### What needs to be done
Pick up the news article below about the G7 finance ministers' meeting in Tokyo and continue writing it from its last sentence.

Markets read this as a sign that the ECB was now willing to follow fellow central bankers in cutting interest rates if needed to prevent a damaging downturn. The U.S. Federal Reserve, Bank of England and Bank of Canada have all eased monetary policy.
But Steinbrueck cautioned that steep interest rate cuts can fuel the very instability they seek to cure.
"I admit that concerning the very sharp rate cuts in the United States, I sometimes wonder whether that could lead to excess liquidity in the next few years. But my conclusion is that it was right to create greater liquidity and build trust."
HEALING DIVISIONS
Ahead of the Tokyo gathering, analysts had worried the G7 club faced dangerous divisions over how to calm turbulent markets and ease fears of a worldwide slump from the credit crisis, with Europe and Japan unwilling to join in aggressive stimulus programs.
The past month has seen 1.25 percentage points in Fed rate cuts plus a $150 billion fiscal package to tackle credit problems from the subprime crisis. Whether this is enough to rescue the U.S. economy and avert a worldwide economic slump remains very much in question.
U.S. Treasury Secretary Henry Paulson sought to reassure on that front, saying the U.S. economy is fundamentally healthy.
"I still believe that we are going to continue to grow, although at a slower pace for a while. But the risk is very much to the downside," he told Japan's NHK television.
The G7 financial leaders are not expected to break any new ground on currency rates at this meeting.
Rather, financial upheaval was in the forefront of ministers minds as they arrived for the Tokyo G7 meeting.
"We will hold frank discussions regarding the subprime impact on financial markets and the global economy," said Japanese Finance Minister Fukushiro Nukaga.
COORDINATION SOUGHT
Steinbrueck, in a letter to G7 finance ministers, called on his colleagues to address financial market problems.

### Data provided
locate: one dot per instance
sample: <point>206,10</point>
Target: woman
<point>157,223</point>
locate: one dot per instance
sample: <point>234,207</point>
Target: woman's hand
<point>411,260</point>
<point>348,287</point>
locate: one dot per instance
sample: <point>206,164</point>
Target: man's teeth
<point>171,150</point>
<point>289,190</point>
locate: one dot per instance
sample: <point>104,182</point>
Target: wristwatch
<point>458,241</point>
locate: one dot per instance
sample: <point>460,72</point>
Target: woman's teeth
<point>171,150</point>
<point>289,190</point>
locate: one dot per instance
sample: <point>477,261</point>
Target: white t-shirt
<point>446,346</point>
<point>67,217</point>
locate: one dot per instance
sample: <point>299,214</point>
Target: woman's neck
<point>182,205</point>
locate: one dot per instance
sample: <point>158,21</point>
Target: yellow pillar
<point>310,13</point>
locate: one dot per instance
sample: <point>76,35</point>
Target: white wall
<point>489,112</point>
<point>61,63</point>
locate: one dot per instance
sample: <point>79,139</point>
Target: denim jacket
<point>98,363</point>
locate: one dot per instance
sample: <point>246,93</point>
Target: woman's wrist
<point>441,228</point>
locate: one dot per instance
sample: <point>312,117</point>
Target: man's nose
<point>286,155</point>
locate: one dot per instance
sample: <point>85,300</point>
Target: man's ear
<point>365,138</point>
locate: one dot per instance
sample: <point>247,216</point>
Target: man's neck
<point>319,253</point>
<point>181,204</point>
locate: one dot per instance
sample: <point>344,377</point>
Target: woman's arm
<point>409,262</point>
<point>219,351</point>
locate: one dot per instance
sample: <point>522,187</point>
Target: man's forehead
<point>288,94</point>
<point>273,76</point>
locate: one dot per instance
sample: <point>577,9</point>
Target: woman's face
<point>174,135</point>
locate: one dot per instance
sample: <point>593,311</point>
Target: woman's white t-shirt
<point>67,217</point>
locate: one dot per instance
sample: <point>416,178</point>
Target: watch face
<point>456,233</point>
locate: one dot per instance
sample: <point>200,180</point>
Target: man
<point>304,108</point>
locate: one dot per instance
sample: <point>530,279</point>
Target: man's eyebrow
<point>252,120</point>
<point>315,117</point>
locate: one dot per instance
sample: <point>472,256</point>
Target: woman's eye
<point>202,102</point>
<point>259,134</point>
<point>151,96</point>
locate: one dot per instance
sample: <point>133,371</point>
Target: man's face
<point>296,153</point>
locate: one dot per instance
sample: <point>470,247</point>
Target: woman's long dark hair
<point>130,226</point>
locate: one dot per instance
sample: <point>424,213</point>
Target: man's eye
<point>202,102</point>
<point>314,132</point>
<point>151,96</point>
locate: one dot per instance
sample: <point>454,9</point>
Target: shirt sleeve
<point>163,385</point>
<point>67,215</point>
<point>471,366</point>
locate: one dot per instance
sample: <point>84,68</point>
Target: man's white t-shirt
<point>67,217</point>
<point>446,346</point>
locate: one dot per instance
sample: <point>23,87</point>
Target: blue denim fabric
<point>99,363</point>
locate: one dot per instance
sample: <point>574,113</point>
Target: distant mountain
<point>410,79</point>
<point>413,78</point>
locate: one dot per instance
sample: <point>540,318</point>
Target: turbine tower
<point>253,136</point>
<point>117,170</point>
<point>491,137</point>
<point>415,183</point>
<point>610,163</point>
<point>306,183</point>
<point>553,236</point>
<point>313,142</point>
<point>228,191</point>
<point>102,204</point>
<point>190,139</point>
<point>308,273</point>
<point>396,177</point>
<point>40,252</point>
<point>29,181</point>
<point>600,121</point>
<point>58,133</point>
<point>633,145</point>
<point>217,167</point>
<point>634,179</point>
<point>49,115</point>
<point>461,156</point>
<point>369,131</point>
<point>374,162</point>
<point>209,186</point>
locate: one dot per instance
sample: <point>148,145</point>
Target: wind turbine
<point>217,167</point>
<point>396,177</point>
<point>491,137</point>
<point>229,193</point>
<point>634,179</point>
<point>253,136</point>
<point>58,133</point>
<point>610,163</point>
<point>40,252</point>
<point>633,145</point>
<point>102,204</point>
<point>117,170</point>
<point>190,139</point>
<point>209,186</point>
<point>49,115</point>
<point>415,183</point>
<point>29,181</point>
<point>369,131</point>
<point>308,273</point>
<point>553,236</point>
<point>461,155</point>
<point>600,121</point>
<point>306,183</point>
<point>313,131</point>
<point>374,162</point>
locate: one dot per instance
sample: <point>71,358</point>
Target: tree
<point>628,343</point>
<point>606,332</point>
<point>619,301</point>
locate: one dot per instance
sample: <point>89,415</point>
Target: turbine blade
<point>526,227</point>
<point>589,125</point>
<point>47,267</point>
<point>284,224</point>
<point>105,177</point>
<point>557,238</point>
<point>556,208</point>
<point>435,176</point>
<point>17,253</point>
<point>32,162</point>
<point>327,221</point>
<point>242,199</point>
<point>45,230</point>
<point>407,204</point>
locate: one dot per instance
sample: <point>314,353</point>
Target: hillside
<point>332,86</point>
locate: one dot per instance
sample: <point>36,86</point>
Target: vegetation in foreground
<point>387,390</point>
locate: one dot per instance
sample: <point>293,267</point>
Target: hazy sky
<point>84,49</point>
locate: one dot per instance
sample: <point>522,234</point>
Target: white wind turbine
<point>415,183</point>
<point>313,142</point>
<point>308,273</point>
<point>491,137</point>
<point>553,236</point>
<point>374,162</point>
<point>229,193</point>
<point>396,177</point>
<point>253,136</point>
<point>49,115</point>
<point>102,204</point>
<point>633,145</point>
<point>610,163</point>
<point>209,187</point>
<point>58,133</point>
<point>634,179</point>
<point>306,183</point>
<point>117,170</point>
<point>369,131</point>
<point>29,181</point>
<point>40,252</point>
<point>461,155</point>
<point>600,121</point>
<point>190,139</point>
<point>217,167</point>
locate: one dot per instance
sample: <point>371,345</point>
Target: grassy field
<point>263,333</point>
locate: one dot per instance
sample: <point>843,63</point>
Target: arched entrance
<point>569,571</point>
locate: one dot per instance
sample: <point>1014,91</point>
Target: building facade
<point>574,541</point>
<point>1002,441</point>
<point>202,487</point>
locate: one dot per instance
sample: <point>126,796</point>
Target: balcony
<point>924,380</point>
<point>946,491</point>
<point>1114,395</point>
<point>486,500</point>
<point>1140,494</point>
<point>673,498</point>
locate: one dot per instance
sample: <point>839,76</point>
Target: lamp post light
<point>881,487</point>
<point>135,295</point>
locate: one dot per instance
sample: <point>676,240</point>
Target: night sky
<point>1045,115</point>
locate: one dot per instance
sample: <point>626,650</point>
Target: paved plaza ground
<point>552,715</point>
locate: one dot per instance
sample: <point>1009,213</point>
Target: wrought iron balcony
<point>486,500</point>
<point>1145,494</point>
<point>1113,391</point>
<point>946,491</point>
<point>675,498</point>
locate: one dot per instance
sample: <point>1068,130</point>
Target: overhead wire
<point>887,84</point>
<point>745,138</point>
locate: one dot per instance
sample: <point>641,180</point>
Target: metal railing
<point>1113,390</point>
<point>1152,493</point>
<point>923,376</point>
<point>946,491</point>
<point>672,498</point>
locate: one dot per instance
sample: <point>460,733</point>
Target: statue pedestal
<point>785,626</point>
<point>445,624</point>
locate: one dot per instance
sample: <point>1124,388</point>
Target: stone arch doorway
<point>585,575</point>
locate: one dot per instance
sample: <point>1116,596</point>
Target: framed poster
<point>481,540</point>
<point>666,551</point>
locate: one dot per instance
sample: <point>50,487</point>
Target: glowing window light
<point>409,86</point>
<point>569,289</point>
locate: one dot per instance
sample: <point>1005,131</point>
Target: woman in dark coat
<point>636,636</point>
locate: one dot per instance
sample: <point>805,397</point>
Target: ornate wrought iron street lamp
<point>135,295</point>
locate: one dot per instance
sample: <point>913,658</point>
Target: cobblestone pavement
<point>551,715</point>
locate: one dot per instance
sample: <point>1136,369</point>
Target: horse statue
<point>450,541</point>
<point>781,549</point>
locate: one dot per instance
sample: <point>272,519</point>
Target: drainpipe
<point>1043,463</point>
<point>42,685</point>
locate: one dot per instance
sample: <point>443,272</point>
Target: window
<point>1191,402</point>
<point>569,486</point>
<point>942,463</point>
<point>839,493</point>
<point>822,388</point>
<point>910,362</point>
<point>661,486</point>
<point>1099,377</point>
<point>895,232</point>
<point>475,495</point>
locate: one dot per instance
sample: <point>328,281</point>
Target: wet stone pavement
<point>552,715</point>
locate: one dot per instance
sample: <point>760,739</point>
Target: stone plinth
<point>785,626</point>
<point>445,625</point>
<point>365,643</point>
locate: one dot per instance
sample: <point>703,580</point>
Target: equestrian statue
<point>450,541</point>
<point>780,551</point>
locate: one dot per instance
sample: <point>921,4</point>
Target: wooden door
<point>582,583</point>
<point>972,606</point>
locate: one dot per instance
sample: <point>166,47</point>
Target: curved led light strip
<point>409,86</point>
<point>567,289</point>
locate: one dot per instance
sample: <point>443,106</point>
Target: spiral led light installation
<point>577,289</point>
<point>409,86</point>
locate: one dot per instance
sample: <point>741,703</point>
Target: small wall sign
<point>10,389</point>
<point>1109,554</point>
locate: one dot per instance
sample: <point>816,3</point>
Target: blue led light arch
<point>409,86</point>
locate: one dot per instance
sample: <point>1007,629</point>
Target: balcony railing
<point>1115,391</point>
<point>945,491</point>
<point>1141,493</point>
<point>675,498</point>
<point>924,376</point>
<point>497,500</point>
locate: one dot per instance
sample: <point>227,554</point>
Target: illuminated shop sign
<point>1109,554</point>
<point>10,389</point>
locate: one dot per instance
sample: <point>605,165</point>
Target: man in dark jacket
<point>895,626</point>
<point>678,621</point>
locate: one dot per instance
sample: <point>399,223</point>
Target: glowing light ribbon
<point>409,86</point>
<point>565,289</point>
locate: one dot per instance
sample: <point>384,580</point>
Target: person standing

### Reply
"Prompt and coordinated action by central banks has helped to ease the immediate problems. Yet the full impact of the subprime crisis on the financial sector is yet to be known," he wrote in the letter seen by Reuters.
He said political responses were needed to strengthen risk management, bank capital and transparency in financial markets.
The Financial Stability Forum, a group of central bankers and other regulators studying the subprime mortgage problem and market upheaval, is due to deliver an interim report to the G7 policymakers.
But it was the willingness of central bankers to provide monetary easing that pleased politicians.
"I was pleasantly surprised on reading the declaration of Mr. Trichet," said French Economy Minister Christine Lagarde.
Russian Finance Minister Alexei Kudrin said policymakers must work together to find solutions to the credit shortage.
"Coordination of efforts may soften the consequences of such crises, first of all a coordination of efforts between central banks on their refinancing rates because this is the key factor supporting the financial system," Kudrin told reporters in Moscow before heading to Tokyo.
British Finance Minister Alistair Darling, however, played down the prospect of coordinated steps to boost global growth.
"The first thing is that conditions in different countries are not the same," he said.
Whether emerging economies can come through the U.S. shakeout relatively unscathed will be on the agenda when G7 officials meet with finance ministers of China, Indonesia, South Korea and Russia for dinner on Saturday.
The head of the Asian Development Bank, Haruhiko Kuroda, said on Friday fiscal stimulus could be an option for emerging Asian economies if global growth slows further but the main concern for now is to contain inflation.
(Additional reporting by Yoko Nishikawa, Brian Love, Glenn Somerville, Gavin Jones and Sophie Hardach in Tokyo, David Lawder in Washington and Gleb Bryanski in Moscow; Writing by Stella Dawson; Editing by Rodney Joyce)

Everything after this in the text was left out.